== INFORMATION SUPPLIED
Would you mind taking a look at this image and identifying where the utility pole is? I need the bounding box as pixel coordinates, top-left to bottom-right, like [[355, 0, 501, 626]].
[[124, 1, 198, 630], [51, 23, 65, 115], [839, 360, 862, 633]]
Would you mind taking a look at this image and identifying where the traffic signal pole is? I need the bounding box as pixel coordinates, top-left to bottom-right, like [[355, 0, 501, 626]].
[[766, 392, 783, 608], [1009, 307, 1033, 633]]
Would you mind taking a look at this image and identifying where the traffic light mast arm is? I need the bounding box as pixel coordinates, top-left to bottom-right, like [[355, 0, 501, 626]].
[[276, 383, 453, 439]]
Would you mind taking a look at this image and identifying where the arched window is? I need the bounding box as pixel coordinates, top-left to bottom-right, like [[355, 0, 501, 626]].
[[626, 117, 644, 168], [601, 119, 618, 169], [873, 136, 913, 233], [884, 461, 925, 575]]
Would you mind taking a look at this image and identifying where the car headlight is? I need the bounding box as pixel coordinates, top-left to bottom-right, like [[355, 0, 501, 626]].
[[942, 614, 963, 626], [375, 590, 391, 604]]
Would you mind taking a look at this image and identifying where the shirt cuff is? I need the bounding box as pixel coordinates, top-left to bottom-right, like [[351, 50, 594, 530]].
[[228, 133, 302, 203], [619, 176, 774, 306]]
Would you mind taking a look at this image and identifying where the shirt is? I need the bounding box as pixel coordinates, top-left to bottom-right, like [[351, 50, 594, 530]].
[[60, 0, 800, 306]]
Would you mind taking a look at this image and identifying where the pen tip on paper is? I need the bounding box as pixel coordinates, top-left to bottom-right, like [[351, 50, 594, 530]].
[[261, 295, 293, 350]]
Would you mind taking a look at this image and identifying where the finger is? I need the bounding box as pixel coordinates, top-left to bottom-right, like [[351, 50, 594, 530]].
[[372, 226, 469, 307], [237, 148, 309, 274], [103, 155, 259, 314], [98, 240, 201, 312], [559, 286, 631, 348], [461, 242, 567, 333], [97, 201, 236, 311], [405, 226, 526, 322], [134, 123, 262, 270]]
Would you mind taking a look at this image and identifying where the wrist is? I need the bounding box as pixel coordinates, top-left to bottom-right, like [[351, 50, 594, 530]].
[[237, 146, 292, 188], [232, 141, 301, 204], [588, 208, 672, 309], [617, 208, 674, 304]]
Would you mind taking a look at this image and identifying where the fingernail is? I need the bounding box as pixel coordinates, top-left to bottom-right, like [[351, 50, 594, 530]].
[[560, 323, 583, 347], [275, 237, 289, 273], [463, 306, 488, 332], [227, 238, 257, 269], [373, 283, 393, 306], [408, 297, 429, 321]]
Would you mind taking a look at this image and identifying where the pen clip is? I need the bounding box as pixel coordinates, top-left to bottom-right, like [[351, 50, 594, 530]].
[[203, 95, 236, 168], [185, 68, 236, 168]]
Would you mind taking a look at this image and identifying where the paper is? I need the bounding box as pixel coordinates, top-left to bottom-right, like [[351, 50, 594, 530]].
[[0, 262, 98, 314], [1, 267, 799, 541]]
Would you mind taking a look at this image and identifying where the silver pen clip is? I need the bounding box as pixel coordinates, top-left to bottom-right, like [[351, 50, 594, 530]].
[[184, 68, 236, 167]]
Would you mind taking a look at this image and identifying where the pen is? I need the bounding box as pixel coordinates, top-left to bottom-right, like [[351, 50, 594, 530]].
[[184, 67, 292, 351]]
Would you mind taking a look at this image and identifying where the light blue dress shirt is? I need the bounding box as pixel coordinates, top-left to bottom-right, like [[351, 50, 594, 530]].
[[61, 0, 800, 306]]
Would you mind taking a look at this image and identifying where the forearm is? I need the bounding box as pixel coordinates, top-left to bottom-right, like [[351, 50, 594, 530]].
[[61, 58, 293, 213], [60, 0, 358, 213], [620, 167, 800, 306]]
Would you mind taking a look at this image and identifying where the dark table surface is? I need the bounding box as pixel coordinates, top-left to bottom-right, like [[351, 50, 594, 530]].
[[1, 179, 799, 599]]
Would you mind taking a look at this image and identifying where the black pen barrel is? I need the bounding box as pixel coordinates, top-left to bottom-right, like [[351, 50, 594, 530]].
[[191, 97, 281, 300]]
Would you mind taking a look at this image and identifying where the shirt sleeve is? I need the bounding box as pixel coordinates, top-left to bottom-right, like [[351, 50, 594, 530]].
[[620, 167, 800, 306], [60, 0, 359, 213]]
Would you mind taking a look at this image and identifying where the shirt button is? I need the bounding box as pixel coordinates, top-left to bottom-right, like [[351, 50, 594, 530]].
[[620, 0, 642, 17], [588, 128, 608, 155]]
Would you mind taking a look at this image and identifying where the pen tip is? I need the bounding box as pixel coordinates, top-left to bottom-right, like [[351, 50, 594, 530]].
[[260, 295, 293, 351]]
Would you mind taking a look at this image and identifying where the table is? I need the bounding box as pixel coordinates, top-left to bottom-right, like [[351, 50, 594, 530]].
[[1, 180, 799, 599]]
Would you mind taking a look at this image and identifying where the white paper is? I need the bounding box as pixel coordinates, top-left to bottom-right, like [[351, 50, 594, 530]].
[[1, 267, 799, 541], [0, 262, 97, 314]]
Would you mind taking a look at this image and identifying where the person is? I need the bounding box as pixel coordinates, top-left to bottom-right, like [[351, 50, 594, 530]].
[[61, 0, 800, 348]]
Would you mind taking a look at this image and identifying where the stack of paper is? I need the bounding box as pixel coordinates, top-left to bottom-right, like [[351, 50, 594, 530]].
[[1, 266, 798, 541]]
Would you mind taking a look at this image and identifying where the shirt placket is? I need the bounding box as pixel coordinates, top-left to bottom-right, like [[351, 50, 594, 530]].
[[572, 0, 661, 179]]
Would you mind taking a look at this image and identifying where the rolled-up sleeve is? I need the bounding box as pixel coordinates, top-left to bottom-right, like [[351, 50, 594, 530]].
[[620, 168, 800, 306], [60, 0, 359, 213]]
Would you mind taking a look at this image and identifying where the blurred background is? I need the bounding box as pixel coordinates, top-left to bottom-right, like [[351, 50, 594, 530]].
====
WORK TO BE COMPLETED -
Write out each entry exactly, and omit nothing.

TASK ANSWER -
Would you mind taking a look at this image and identifying where the utility pole is? I need the bounding box as pixel coordinates, top-left to bottom-right, like [[355, 0, 501, 626]].
[[124, 1, 198, 630], [51, 23, 65, 115], [839, 360, 862, 633]]
Would you mind taking a look at this image and identifying where the traffic signal pole is? I need the bounding box as pixel coordinates, top-left to bottom-right, like [[355, 0, 501, 626]].
[[766, 392, 783, 608], [1009, 307, 1033, 633]]
Would you mind taking a look at this image and identifying where the traffic light mast arm is? I need the bounding box as pixel coordinates, top-left to bottom-right, like [[355, 0, 501, 626]].
[[276, 383, 453, 439]]
Would you mind taking a look at this image and identifying where the arched window is? I need the bounding box as pixel coordinates, top-left to bottom-right, like [[355, 0, 501, 626]].
[[626, 117, 644, 168], [601, 119, 618, 169], [873, 136, 913, 233], [884, 461, 925, 575]]
Would you mind taking a look at this image and identifying where the car headlight is? I need the bounding box as pixel coordinates, top-left to bottom-right, like [[355, 0, 501, 626]].
[[942, 614, 963, 626], [375, 590, 391, 604]]
Would you mind taking a look at this image and identifying where the shirt cuff is? I need the bounding box as pixel coordinates, top-left to bottom-right, like [[351, 50, 594, 530]].
[[228, 133, 302, 203], [619, 176, 774, 306]]
Would you mind taking a look at this image and identifying where the shirt is? I need the bounding box as pixel coordinates, top-left to bottom-right, like [[351, 50, 594, 530]].
[[60, 0, 800, 306]]
Would you mind taking a look at this image and identifying where the pen tip on paper is? I need the bounding box as pixel coordinates, top-left to bottom-right, like [[351, 50, 594, 530]].
[[261, 295, 293, 350]]
Would you mind taking a look at this image and identifying where the finger is? I need the bounding box as pixel coordinates, top-left to bottom-right, like [[351, 50, 594, 530]].
[[372, 226, 469, 307], [237, 148, 309, 274], [103, 155, 259, 314], [98, 240, 201, 312], [559, 286, 631, 348], [461, 242, 567, 333], [97, 201, 236, 311], [405, 226, 526, 322], [134, 123, 262, 270]]
Would you mind taking a look at this image and identifying where the wrist is? I need the bounding box as pixel coordinates, top-left to bottom-right, like [[351, 50, 594, 530]].
[[237, 146, 292, 188], [232, 141, 301, 204], [588, 208, 672, 309], [617, 208, 674, 304]]
Would you mind taking a look at this image and identifying where the fingernail is? I need the bounding box as pixel coordinates, top-left to bottom-right, like [[351, 50, 594, 530]].
[[560, 323, 583, 347], [275, 237, 289, 273], [463, 306, 488, 332], [227, 238, 257, 269], [373, 283, 393, 306], [408, 297, 429, 321]]
Would you mind taking a look at this image and identifying where the pen clip is? I need the bounding box as pixel coordinates, top-left to bottom-right, like [[351, 50, 594, 530]].
[[203, 95, 236, 168], [185, 68, 236, 168]]
Would you mind taking a look at this image and identifying where the paper is? I need the bounding box as pixel coordinates, top-left to bottom-right, like [[351, 50, 594, 530]].
[[0, 262, 98, 314], [1, 267, 799, 541]]
Would you mind taking a look at this image and identifying where the silver pen clip is? I need the bounding box as pixel coordinates, top-left to bottom-right, like [[351, 50, 594, 530]].
[[184, 68, 236, 167]]
Would you mind taking a look at this image and identifying where the pen is? I need the bounding box as pixel coordinates, top-left to bottom-right, like [[351, 50, 594, 530]].
[[184, 67, 292, 351]]
Would you mind taking a look at this image and identifying where the light blue dress shirt is? I need the bounding box as pixel coordinates, top-left to bottom-right, like [[351, 50, 594, 530]].
[[61, 0, 800, 306]]
Would you mind taking a look at this image and identifying where the forearm is? I need the bounding box as pixel coordinates, top-left to bottom-right, like [[351, 50, 594, 530]].
[[61, 58, 293, 213], [60, 0, 358, 213], [620, 167, 800, 306]]
Would you mind taking a look at this image and identifying where the dark table surface is? I need the bounding box as pixel coordinates, top-left to bottom-right, like [[351, 50, 594, 530]].
[[1, 179, 799, 599]]
Would you mind taking a look at this image and identifying where the black pen barrel is? I need the bounding box as pixel coordinates, top-left to bottom-right, like [[351, 50, 594, 530]].
[[191, 97, 281, 300]]
Would you mind taking a look at this image and identifying where the shirt sleeve is? I need the bounding box as pixel coordinates, top-left to bottom-right, like [[351, 50, 594, 530]].
[[620, 167, 800, 306], [60, 0, 359, 213]]
Would you mind taking a look at this image and identifying where the shirt button is? I need the bounding box as pixel coordinates, top-left to bottom-right, like [[351, 50, 594, 530]].
[[620, 0, 642, 17], [588, 128, 608, 155]]
Would you mind taking a look at this image and identifying where the pen tip is? I need the bounding box as pixel coordinates, top-left to bottom-right, like [[351, 50, 594, 530]].
[[260, 295, 293, 351]]
Would you mind taking a look at this image and identifying where the table is? I need the bounding box as pixel coordinates, top-left to bottom-right, like [[351, 50, 594, 530]].
[[1, 180, 799, 599]]
Would you mind taking a look at this image and identifying where the white paper is? I need the bounding box as pixel coordinates, top-left to bottom-right, like [[351, 50, 594, 530]].
[[1, 267, 799, 541], [0, 262, 97, 314]]
Would you mind taking a look at this image and identifying where the person is? I need the bounding box as pixel coordinates, top-left to bottom-right, like [[351, 50, 594, 530]].
[[61, 0, 800, 348]]
Would you mind taking a look at this image and identifying where the stack of paper is? I need the bounding box as pixel coordinates, top-left to bottom-right, like [[351, 50, 594, 530]].
[[1, 266, 798, 541]]
Would you mind taking a look at this image and identifying where the shirt placket is? I need the bounding box as pixel coordinates, top-left to bottom-right, like [[351, 50, 594, 530]].
[[572, 0, 661, 179]]
Would you mind taking a look at this image and identifying where the rolled-up sleeve is? I need the bounding box as pixel coordinates, top-left to bottom-right, like [[351, 50, 594, 530]].
[[620, 168, 800, 306], [60, 0, 359, 213]]
Would you mind taking a look at this image and identifying where the blurred background is? I need the bounding box as pixel coordinates, top-left to bottom-right, like [[351, 50, 594, 530]].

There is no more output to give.